- **Reading passage**
>>

UCLA Medical Center shreds hospital paper chase with mobile, wireless access to comprehensive patient data

Real-Time Medicine Via PDA and Smart Phone Improves Care, Cuts Costs

LOS ANGELES, Oct. 25, 2005 -- UCLA Medical Center is piloting a mobile, wireless patient information retrieval system that gives physicians instant access from throughout the hospital and around the world to real-time patient data via wireless Personal Digital Assistants (PDAs) and cellular smart phones. The Global Care Quest system, or GCQ, is intended to improve access to patient data, save health care workers time, trim the cost of care and tighten patient safety standards.

At UCLA, GCQ integrates with digital medical records, bedside charting and laboratory results, to create the most comprehensive digital medical data storage and retrieval system of its kind. This state-of-the-art software solution advances existing technology by offering -- for the first time -- PDA and cellular smart phone access to real-time data from bedside ICU monitors, as well as X-ray and CT/MRI scan imaging studies. Physicians can access medical data throughout the medical center via the hospital's wireless network (Wi-Fi or 802.11b), and remotely, outside the hospital, through high-speed cellular network connections (1xRTT, EV-DO, EDGE).

"With functions far beyond pagers and voice-only cell phones, this represents the next generation of wireless medical communication. In the future, we see every physician carrying a personal wireless information device that provides real-time access to complete patient data. These tools hold the promise to improve the quality and safety of patient care, avoid medical errors, and enhance cost-effectiveness. By using GCQ to automate routine and cumbersome paperwork, physicians and other healthcare workers will save time so that they can concentrate on taking care of patients," said Dr. Neil Martin, professor and chief of neurosurgery at the David Geffen School of Medicine at UCLA and co-developer of the GCQ system.

<<

- **Data provided**
>>

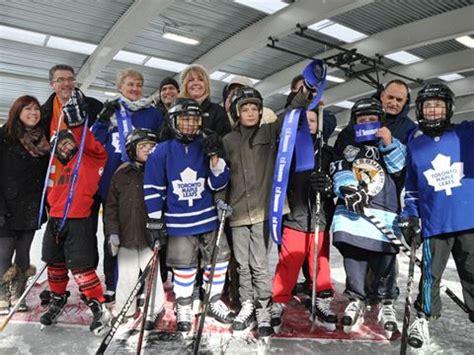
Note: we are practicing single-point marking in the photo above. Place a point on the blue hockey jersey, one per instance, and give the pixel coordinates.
(440, 180)
(374, 165)
(179, 183)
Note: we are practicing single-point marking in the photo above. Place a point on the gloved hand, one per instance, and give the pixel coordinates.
(222, 207)
(108, 111)
(212, 143)
(410, 227)
(75, 110)
(321, 182)
(113, 243)
(156, 232)
(356, 199)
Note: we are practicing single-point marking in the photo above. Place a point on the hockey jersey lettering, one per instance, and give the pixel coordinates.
(179, 184)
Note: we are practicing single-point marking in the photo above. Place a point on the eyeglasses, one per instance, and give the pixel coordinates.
(64, 80)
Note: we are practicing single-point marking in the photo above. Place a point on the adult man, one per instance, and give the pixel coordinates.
(395, 98)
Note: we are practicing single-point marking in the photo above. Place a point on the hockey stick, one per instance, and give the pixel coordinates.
(319, 139)
(120, 317)
(404, 248)
(408, 299)
(149, 291)
(22, 297)
(226, 211)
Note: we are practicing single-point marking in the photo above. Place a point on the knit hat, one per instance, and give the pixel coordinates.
(169, 81)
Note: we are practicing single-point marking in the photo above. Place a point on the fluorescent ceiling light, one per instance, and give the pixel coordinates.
(15, 34)
(335, 79)
(180, 39)
(267, 6)
(130, 57)
(344, 104)
(70, 45)
(468, 41)
(403, 57)
(338, 31)
(451, 77)
(165, 64)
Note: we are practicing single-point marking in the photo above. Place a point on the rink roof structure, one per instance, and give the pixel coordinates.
(427, 39)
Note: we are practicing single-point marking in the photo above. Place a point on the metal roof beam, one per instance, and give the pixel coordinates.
(134, 20)
(412, 35)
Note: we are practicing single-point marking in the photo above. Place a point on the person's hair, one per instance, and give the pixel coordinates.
(60, 67)
(14, 128)
(132, 73)
(185, 77)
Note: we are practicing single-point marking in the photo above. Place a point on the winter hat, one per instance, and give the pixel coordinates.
(169, 81)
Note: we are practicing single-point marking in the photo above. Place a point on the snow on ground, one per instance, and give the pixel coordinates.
(451, 334)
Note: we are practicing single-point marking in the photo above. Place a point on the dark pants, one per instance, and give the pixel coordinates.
(436, 252)
(357, 262)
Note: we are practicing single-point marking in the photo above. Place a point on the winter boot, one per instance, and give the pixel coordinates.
(5, 283)
(19, 285)
(219, 310)
(246, 317)
(264, 317)
(388, 318)
(323, 316)
(184, 313)
(55, 308)
(153, 319)
(418, 333)
(353, 315)
(102, 318)
(277, 311)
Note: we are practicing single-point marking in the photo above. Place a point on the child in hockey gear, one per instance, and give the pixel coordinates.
(439, 192)
(125, 225)
(69, 242)
(251, 151)
(364, 179)
(298, 234)
(180, 178)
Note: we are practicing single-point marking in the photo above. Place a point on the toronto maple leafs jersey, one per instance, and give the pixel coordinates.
(440, 180)
(108, 135)
(376, 167)
(179, 183)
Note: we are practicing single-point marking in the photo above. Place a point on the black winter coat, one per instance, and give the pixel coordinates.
(21, 184)
(94, 107)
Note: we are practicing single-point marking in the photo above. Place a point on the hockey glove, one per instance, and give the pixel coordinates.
(212, 143)
(75, 109)
(113, 243)
(222, 207)
(356, 199)
(108, 111)
(410, 227)
(156, 232)
(321, 182)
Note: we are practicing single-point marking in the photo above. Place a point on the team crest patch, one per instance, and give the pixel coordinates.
(371, 173)
(189, 188)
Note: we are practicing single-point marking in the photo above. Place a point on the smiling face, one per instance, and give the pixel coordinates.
(63, 84)
(132, 88)
(30, 115)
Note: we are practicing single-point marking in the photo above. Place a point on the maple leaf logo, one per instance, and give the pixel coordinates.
(189, 188)
(445, 175)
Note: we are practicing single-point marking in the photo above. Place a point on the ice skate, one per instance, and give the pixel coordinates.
(353, 316)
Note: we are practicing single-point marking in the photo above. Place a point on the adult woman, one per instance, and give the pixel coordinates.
(195, 85)
(24, 152)
(119, 117)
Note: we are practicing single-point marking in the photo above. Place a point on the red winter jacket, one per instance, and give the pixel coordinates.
(92, 165)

<<

- **Explore the material**
1) From the press release on UCLA's Global Care Quest system, write out the passage that begins at the words "LOS ANGELES, Oct." and stops after "patient safety standards.".
2) Decide whether each statement agrees with the press release on UCLA's Global Care Quest system. Answer yes or no and quote the words of the release that decide it.
(a) GCQ lets physicians view X-ray and CT/MRI imaging studies on PDAs and smart phones.
(b) Outside the hospital, physicians reach GCQ through the hospital's Wi-Fi network.
(c) Dr. Neil Martin is chief of cardiology at the David Geffen School of Medicine at UCLA.
3) Proceed with the press release on UCLA's Global Care Quest system, starting after Dr. Neil Martin's quoted remarks.

- **Answers for this exercise**
1)
LOS ANGELES, Oct. 25, 2005 -- UCLA Medical Center is piloting a mobile, wireless patient information retrieval system that gives physicians instant access from throughout the hospital and around the world to real-time patient data via wireless Personal Digital Assistants (PDAs) and cellular smart phones. The Global Care Quest system, or GCQ, is intended to improve access to patient data, save health care workers time, trim the cost of care and tighten patient safety standards.

2)
(a) Yes: "PDA and cellular smart phone access to real-time data from bedside ICU monitors, as well as X-ray and CT/MRI scan imaging studies"
(b) No: "remotely, outside the hospital, through high-speed cellular network connections (1xRTT, EV-DO, EDGE)"
(c) No: "professor and chief of neurosurgery at the David Geffen School of Medicine at UCLA"

3)
"I see this technology as evolving into a seamless integration of information technology and increasing volumes of patient data. Some day patients themselves will be able to access their own records and share them with their different healthcare providers," said Dr. Albin Gritsch, associate professor of urology and surgical director of the kidney transplant program at UCLA.

"As intensivists, we need to deliver right care, right away," said Dr. Paul Vespa, associate clinical professor and director of neurocritical care at UCLA. "Given the shortage of intensivists, technologies such as GCQ are invaluable in extending the reach of our care by allowing us to respond instantly to emergencies from any location 24 hours a day, seven days a week."

The GCQ system integrates with hospital and clinical information systems through wireless networks accessible on both Palm OS and Pocket PC (Windows Mobile) devices, as well as standard MS Windows-based desktop and Tablet computers. Patient privacy is protected through use of authentication codes and data encryption that meets standards set by the Health Insurance Portability and Accountability Act.

Researchers in the UCLA Division of Neurosurgery's Brain Monitoring and Modeling Lab developed the GCQ system under the direction of Valeriy Nenov, professor of neurosurgery, and Farzad Buxey, senior software developer.

Global Care Quest Inc. is a privately held medical software company based in Los Angeles that has recently been funded by Lexington Ventures. As inventors and developers of this technology, Martin, Nenov and Buxey are founders and equity holders in the firm. The company has plans to commercialize the technology through a license agreement with UCLA. More information is available online at

UCLA Medical Center Computing Services and Health Information Technology Services developed the digital medical record storage system. CliniComp International's bedside charting system and the GE Medical Systems PACS picture archiving system help complete the data package. An order entry system developed at UCLA is expected to be operational later this year.

Physicians in the UCLA Departments of Anesthesiology, Medicine, Pediatrics, Surgery and Urology at the David Geffen School of Medicine are currently using Global Care Quest. In addition, several major hospitals in the United States and Australia are considering GCQ installations.